MATERIALS PROVIDED:
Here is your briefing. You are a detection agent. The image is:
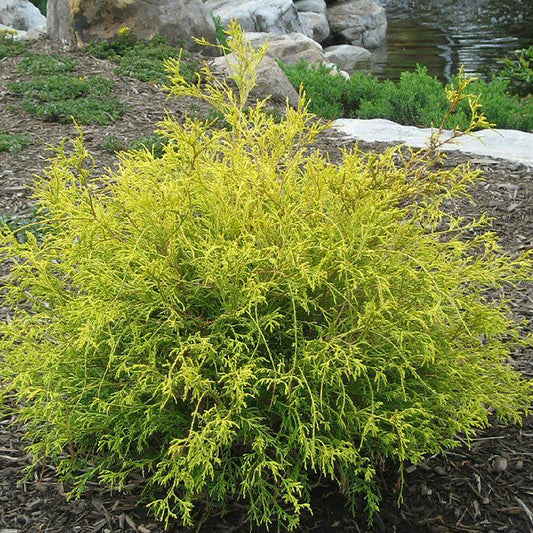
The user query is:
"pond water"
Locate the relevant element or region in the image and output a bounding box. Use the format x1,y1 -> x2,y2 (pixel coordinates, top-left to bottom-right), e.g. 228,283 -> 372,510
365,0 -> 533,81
---
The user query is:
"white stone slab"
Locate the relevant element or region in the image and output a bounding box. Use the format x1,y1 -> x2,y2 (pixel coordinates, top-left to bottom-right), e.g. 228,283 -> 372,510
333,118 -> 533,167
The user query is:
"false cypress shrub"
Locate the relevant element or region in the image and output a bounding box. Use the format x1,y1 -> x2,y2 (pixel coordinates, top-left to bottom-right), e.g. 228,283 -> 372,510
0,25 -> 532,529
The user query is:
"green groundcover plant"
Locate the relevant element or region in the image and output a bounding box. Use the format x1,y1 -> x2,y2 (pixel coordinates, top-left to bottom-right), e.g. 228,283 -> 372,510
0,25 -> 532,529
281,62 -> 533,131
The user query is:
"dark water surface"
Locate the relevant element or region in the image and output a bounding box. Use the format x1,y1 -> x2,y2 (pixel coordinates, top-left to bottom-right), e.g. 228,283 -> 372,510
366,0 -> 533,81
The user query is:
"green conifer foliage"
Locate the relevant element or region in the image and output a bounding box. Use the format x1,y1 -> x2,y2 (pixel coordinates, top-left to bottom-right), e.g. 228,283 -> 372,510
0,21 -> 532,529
---
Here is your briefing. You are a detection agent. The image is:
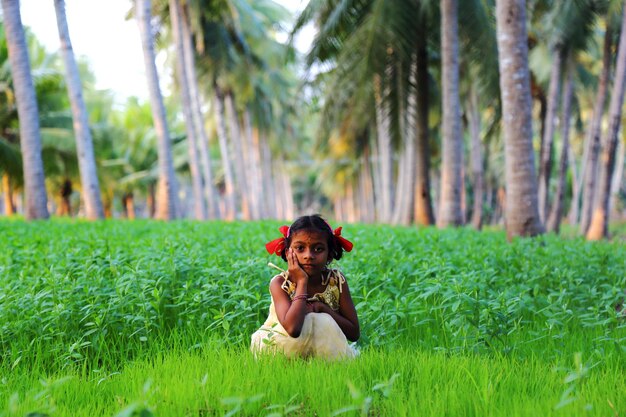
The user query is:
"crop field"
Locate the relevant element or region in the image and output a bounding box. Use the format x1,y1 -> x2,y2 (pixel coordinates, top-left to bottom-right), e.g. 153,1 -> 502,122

EXERCISE:
Pull out each line of the data above that contains the word "green".

IN RESPONSE:
"green groundcover plant"
"green conifer foliage"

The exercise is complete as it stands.